Gather every line below that contains the string "shadow" and copy each one. Case counts.

--- GIVEN RECORDS ---

• • •

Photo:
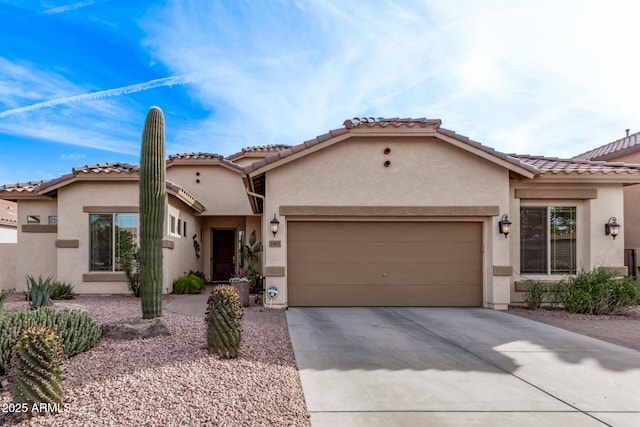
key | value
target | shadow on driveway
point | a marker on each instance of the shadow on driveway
(369, 364)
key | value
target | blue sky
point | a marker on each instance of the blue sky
(78, 77)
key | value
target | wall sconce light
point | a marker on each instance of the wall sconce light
(612, 228)
(504, 225)
(275, 224)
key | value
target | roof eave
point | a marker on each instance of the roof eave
(624, 178)
(509, 163)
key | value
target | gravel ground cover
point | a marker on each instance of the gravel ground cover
(621, 329)
(173, 381)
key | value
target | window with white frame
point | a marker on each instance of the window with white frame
(110, 236)
(548, 240)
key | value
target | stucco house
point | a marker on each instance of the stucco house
(626, 150)
(391, 212)
(8, 222)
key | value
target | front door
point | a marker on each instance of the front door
(223, 259)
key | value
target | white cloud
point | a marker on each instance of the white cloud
(543, 77)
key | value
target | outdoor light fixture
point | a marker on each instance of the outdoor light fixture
(273, 292)
(504, 225)
(612, 228)
(275, 224)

• • •

--- FULL SOLUTION ---
target | shadow on driveway
point | a marker on each instance of the shadow on driveway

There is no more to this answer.